● **Objective**
How would the records below look recast as a JSON list of strings, with one string for each line and blank lines omitted?

Dataset entries:
——————————

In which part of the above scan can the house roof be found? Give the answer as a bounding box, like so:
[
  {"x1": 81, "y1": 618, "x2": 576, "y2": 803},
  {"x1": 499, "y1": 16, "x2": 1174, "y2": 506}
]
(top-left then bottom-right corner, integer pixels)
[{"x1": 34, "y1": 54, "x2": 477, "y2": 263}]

——————————

● **Answer in full**
[
  "In which part of the above scan can the house roof be found? Give the answer as a bounding box, like so:",
  "[",
  "  {\"x1\": 81, \"y1\": 618, \"x2\": 576, \"y2\": 803},",
  "  {\"x1\": 499, \"y1\": 16, \"x2\": 1174, \"y2\": 506}",
  "]",
  "(top-left then bottom-right corner, integer pixels)",
  "[{\"x1\": 34, \"y1\": 54, \"x2\": 477, \"y2\": 263}]"
]